### REQUIRED WORK:
Copy every line from the one containing "Target: turquoise water" through the last line of the records below, both included, and nothing else.

■ ■ ■ ■

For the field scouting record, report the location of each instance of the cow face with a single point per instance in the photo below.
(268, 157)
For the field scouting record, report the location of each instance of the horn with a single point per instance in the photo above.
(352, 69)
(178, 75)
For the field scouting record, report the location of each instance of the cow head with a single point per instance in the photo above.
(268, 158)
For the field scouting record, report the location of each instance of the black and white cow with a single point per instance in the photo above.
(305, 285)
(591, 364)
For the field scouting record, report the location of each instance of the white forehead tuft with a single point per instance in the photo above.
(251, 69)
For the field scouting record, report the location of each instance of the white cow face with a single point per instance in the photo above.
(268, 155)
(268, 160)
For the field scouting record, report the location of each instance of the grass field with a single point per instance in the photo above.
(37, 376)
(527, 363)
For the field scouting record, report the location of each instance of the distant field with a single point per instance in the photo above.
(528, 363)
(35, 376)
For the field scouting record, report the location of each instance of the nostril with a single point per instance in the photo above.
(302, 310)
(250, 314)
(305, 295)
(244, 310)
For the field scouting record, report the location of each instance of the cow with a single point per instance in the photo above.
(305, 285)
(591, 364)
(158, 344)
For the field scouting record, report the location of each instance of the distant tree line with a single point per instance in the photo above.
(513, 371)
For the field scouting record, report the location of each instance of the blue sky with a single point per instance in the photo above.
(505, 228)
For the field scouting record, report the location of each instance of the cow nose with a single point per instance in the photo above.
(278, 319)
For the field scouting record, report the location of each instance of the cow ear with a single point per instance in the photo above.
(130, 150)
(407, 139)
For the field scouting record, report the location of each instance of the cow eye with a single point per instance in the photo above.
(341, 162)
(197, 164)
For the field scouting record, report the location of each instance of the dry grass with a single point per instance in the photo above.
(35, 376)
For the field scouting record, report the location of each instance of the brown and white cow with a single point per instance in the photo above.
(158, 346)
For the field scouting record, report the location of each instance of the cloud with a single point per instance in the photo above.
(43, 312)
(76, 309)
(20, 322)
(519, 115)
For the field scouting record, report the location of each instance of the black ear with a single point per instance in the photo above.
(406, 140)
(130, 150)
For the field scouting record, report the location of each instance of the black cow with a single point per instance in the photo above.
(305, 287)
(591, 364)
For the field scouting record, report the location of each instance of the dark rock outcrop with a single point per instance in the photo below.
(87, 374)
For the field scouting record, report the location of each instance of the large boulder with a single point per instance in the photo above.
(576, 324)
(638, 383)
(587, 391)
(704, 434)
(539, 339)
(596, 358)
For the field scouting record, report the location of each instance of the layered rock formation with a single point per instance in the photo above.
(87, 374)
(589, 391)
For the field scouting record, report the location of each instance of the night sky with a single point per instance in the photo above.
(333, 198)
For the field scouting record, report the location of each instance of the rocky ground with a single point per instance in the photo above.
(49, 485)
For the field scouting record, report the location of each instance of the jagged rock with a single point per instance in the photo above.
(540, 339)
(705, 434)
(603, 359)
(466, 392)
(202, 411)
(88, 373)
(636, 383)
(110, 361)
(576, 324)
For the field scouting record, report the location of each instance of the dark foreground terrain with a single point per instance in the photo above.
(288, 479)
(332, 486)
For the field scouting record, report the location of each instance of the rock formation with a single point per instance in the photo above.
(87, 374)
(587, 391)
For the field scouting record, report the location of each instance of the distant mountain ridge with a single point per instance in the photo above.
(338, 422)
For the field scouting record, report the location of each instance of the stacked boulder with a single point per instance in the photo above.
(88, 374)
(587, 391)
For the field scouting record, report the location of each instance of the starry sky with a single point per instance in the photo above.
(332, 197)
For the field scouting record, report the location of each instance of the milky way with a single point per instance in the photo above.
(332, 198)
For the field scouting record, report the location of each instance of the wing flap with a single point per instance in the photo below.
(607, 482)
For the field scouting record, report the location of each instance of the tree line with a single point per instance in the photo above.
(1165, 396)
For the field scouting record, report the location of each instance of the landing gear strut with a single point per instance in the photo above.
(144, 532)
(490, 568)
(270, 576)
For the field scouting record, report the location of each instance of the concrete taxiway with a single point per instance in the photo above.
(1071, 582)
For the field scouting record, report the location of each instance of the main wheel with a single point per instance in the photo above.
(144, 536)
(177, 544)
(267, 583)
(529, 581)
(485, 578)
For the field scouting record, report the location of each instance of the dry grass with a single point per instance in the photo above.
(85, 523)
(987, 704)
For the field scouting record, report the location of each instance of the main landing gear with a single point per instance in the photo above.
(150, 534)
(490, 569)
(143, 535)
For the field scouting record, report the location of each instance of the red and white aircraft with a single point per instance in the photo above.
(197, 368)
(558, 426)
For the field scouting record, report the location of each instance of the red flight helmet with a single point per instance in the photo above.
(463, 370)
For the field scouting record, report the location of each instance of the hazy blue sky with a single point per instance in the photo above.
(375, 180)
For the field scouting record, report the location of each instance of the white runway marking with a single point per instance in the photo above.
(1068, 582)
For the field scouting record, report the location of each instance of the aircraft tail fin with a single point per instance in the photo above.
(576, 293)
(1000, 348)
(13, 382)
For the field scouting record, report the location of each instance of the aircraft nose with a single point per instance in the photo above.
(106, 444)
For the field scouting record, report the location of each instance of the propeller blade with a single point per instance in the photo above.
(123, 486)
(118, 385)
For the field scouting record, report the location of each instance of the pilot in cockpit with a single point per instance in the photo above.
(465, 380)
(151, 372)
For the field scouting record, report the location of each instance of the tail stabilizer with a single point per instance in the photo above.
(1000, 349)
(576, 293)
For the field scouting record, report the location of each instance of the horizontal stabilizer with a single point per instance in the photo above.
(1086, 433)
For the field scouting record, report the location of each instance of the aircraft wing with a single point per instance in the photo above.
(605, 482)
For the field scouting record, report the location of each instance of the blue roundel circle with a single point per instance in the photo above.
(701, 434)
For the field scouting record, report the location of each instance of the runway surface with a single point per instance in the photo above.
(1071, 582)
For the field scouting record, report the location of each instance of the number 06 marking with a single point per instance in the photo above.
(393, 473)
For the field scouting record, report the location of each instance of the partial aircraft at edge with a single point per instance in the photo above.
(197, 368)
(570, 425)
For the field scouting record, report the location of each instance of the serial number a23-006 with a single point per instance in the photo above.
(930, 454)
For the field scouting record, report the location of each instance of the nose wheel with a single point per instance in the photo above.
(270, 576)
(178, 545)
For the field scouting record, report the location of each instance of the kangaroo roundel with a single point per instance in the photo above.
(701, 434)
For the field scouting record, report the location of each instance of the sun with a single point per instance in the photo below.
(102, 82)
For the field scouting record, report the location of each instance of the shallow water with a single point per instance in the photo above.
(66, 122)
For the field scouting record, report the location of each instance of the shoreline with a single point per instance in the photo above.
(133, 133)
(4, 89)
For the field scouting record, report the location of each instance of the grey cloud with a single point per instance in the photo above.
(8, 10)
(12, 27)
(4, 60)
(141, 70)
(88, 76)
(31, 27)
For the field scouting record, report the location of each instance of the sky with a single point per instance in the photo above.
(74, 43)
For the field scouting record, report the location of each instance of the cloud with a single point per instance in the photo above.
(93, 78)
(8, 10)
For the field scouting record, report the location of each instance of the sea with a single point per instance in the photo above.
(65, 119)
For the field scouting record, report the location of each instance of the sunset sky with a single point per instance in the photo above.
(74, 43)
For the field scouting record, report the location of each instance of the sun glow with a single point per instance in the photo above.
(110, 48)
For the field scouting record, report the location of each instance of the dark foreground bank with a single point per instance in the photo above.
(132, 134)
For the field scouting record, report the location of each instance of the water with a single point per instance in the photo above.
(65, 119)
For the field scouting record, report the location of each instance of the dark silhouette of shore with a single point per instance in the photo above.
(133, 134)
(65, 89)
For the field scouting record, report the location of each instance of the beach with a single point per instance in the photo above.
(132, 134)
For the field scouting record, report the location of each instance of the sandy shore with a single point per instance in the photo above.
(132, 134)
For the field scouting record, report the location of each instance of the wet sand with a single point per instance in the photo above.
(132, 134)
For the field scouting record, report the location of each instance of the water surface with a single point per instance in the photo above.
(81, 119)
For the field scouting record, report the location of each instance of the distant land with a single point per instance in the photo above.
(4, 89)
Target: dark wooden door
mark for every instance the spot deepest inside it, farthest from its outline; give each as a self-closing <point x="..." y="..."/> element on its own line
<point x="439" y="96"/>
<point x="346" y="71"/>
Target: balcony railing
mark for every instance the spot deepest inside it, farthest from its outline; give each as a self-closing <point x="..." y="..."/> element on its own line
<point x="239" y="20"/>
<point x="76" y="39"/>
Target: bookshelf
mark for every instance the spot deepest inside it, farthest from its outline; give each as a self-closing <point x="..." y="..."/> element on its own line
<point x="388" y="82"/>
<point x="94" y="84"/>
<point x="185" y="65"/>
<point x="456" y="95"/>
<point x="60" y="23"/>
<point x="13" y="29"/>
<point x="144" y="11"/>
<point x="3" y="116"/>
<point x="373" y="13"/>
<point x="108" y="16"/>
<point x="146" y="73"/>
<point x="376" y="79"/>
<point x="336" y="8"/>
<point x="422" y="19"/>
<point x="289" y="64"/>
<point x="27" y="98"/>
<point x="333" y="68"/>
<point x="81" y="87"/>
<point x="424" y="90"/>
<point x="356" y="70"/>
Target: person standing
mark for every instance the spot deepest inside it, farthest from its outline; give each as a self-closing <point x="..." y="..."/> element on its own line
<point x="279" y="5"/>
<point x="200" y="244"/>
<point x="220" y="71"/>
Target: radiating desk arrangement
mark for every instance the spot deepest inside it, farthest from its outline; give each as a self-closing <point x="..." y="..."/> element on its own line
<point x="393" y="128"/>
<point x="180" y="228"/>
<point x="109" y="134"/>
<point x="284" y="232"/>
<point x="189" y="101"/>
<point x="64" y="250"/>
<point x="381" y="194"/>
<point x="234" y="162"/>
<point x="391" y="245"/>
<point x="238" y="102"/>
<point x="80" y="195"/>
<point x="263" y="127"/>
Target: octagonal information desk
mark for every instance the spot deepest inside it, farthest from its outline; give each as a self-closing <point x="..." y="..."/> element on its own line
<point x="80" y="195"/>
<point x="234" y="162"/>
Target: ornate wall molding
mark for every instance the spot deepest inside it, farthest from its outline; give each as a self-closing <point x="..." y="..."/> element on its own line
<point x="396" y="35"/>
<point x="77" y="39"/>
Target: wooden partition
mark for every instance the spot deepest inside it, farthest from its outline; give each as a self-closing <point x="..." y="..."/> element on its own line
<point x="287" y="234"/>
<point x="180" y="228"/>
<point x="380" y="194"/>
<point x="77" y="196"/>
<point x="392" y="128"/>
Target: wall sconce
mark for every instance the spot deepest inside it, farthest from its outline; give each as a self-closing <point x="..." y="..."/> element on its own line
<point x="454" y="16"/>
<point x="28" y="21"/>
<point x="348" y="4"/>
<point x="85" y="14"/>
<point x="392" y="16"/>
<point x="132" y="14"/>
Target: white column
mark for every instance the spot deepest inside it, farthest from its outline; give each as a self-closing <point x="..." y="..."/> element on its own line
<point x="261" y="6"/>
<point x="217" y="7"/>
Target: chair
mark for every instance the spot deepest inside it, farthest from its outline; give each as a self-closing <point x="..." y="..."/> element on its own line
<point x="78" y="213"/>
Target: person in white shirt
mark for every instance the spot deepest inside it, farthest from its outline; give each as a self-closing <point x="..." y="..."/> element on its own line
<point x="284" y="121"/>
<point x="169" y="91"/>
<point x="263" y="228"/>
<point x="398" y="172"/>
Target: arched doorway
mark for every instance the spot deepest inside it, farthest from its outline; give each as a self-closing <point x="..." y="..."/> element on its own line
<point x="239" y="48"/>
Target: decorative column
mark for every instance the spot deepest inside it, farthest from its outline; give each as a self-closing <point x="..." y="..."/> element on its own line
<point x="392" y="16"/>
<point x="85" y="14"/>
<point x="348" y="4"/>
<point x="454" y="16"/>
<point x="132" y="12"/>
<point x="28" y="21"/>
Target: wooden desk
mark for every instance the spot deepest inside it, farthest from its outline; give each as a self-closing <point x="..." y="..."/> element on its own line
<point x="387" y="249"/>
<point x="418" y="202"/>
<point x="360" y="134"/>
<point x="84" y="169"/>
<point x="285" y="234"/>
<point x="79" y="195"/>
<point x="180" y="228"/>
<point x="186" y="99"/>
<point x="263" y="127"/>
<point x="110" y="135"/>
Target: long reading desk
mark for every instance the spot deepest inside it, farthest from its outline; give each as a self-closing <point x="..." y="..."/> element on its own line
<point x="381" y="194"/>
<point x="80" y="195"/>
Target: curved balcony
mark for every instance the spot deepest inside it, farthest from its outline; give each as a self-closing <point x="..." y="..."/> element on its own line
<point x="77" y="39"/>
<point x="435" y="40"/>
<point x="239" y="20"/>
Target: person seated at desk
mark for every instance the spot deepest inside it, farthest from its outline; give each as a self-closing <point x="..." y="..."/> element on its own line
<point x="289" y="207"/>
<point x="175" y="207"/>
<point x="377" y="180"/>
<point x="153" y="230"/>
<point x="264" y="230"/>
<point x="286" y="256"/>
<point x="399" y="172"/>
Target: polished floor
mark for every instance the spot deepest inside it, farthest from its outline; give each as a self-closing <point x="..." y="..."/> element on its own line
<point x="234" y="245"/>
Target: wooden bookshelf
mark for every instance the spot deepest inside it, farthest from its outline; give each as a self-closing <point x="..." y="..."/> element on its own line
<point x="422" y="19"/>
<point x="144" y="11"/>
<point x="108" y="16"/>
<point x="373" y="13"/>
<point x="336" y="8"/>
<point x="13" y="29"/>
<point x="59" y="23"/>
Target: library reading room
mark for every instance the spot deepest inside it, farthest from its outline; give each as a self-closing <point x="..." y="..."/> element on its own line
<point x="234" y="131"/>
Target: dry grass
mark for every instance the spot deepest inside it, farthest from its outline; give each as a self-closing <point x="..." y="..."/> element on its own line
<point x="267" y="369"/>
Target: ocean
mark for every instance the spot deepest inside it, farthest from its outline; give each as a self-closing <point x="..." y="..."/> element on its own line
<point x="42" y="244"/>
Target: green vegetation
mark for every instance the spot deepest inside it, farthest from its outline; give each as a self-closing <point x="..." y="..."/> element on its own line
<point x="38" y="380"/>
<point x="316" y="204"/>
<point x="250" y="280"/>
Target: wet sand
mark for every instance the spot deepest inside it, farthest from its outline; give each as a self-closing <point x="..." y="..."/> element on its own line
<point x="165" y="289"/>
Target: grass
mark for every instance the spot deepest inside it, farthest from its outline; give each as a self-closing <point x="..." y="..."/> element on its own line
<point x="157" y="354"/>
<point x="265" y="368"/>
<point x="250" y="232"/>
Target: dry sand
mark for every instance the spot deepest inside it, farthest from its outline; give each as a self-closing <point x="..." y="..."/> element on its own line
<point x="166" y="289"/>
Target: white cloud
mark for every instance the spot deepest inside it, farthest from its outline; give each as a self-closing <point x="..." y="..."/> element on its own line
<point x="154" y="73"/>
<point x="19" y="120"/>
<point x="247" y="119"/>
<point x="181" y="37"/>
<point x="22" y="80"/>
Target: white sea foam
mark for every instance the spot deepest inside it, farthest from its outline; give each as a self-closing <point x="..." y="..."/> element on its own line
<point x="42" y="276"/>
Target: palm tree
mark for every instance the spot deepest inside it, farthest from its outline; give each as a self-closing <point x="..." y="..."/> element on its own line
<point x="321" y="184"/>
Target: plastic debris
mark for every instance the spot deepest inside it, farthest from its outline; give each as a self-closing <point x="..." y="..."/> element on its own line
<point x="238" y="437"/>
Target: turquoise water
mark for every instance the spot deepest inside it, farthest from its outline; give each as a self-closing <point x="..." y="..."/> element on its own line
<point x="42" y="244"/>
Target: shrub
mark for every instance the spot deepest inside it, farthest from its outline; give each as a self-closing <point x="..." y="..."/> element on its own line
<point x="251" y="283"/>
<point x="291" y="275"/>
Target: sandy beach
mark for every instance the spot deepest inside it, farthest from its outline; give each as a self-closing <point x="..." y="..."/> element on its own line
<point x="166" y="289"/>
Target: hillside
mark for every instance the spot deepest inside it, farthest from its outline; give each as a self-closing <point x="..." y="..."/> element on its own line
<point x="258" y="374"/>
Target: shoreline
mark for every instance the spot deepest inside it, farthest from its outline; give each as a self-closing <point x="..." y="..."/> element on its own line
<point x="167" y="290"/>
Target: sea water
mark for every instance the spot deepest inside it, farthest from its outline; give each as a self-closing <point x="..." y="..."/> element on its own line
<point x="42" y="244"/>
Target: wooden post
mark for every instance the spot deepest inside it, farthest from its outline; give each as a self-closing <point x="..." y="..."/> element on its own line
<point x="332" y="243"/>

■ ■ ■ ■

### PROBLEM SOLUTION:
Target: turquoise water
mark for every instance the spot deepest inside it, farthest from its outline; give each as a self-closing <point x="..." y="..."/> element on its own line
<point x="42" y="244"/>
Target: shrub
mark for every instance the spot deepest inside it, farthest from its outline; give each as a self-closing <point x="..." y="..."/> element on its own line
<point x="251" y="283"/>
<point x="291" y="275"/>
Target: sandy beach
mark for every instance the spot deepest inside it, farthest from its outline; give each as a self-closing <point x="..." y="..."/> element on its own line
<point x="166" y="289"/>
Target: hillside
mark for every instance the spot deepest inside it, farthest from its outline; give each as a self-closing <point x="..." y="..."/> element on its own line
<point x="258" y="374"/>
Target: shoreline
mark for every instance the spot deepest inside it, farthest from its outline; give each as a self-closing <point x="..." y="..."/> element on its own line
<point x="167" y="290"/>
Target: sea water
mark for every instance the spot deepest inside it, farthest from its outline; give each as a self-closing <point x="..." y="..."/> element on its own line
<point x="42" y="244"/>
Target: wooden post
mark for every instance the spot deepest inside it, farthest from its outline; give each as a self-closing <point x="..." y="..."/> element on its own line
<point x="332" y="243"/>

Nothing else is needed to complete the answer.